Stated exercise A: In the Darktown Rounders column below, give the passage again starting at the words "The Darktown Rounders pull" and ending after "come to mind.", but change "headquarters" to "main offices".

Excerpt:
========================================================================
The Darktown Rounders pull the plug on a MoCo musical career.
Thursday, May 31, 2001
Tell music people not from here where you live and they''ll be highly impressed. Monterey is known worldwide as an original musical Mecca. We have the legacy of the Monterey International Pop Festival, the Monterey Jazz Festival and now the Monterey Blues Festival to our credit. Pavarotti''s manager has an office here. The people who handle the live appearances for Aerosmith, Dave Matthews, Paula Cole and Bonnie Raitt have their headquarters in Monterey. Movie soundtracks are written and recorded in these parts. We even have a slew of musicians who have, or have had, houses on the Peninsula--Trent Reznor (Nine Inch Nails), Al Jardine (Beach Boys), Michael Nesmith, Joan Baez and Peter Gabriel are just some of the names that come to mind.
Tourists come here expecting to be able to go out on the town and see some fabulous live entertainment. What a disappointment we must be. It''s not that we''ve never had a thriving live music scene, and it''s not as if local promoters and venue owners haven''t tried to maintain one or even build one from scratch.
Believe it or not, the Peninsula is crawling with capable and, for the most part, pretty good "unknown" musicians, spoken word and performance artists. However, as the apathy grows, the doors close at venues willing to let these people perform. They''ve tried to build it and you won''t come.
What''s an artist to do? Well, if you''re the Darktown Rounders, you make the decision to pull up stakes and move to Austin, Texas--which is exactly what they are going to do following a smattering of gigs this weekend and next.
I first encountered the Rounders about a year ago at a concert thrown at the Dream Theater (which met its demise not so long ago--but that''s another soapbox). It was their first show. Tickets were sold out before the doors opened due entirely to the efforts of the musicians who organized the show. Popular local (and recently deceased bands) Lesser Known Gods and the Infrareds were heading the bill.
========================================================================
Extracted information:
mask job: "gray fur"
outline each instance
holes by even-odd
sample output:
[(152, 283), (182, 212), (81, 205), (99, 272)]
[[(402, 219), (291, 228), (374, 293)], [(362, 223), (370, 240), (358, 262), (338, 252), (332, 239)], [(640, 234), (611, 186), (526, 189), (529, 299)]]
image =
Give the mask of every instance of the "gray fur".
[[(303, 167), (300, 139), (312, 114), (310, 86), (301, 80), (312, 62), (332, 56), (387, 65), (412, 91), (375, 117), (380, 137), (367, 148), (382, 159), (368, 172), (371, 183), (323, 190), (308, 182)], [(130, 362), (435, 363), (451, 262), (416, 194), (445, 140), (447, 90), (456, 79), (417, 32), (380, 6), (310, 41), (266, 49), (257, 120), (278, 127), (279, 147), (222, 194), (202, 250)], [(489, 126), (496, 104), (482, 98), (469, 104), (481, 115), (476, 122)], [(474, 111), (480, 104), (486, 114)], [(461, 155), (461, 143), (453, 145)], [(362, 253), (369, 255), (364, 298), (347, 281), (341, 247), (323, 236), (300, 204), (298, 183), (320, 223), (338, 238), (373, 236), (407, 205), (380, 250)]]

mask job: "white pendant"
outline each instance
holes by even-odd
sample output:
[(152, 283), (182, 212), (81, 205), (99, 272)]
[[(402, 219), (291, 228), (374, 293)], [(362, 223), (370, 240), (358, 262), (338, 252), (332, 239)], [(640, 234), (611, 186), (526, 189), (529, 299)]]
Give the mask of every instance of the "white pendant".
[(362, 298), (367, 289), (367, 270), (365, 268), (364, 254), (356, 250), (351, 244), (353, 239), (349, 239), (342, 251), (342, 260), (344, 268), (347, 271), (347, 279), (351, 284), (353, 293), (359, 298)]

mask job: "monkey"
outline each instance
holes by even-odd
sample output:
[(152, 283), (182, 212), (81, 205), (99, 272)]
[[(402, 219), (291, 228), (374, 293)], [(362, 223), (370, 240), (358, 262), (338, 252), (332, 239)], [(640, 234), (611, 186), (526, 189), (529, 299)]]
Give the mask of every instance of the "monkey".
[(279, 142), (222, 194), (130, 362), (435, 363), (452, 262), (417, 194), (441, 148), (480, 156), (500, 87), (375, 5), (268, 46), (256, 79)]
========================================================================
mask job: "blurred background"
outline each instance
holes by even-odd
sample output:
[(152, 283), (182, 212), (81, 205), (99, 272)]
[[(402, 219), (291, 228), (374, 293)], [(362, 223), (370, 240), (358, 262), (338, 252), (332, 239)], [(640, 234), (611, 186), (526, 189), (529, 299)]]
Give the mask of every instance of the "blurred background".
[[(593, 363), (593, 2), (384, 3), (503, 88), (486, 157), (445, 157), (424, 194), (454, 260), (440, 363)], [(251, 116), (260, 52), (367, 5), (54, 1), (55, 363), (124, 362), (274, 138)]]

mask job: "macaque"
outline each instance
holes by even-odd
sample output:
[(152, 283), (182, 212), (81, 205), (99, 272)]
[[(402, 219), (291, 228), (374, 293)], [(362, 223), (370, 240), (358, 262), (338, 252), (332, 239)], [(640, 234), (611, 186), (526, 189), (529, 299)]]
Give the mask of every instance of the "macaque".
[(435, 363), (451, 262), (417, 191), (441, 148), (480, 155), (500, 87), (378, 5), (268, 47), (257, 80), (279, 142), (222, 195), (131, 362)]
========================================================================
Stated exercise B: How many lines of the records above contain the string "background", with case counting? Reply with only the number.

Finished answer A:
The Darktown Rounders pull the plug on a MoCo musical career.
Thursday, May 31, 2001
Tell music people not from here where you live and they''ll be highly impressed. Monterey is known worldwide as an original musical Mecca. We have the legacy of the Monterey International Pop Festival, the Monterey Jazz Festival and now the Monterey Blues Festival to our credit. Pavarotti''s manager has an office here. The people who handle the live appearances for Aerosmith, Dave Matthews, Paula Cole and Bonnie Raitt have their main offices in Monterey. Movie soundtracks are written and recorded in these parts. We even have a slew of musicians who have, or have had, houses on the Peninsula--Trent Reznor (Nine Inch Nails), Al Jardine (Beach Boys), Michael Nesmith, Joan Baez and Peter Gabriel are just some of the names that come to mind.

Finished answer B: 2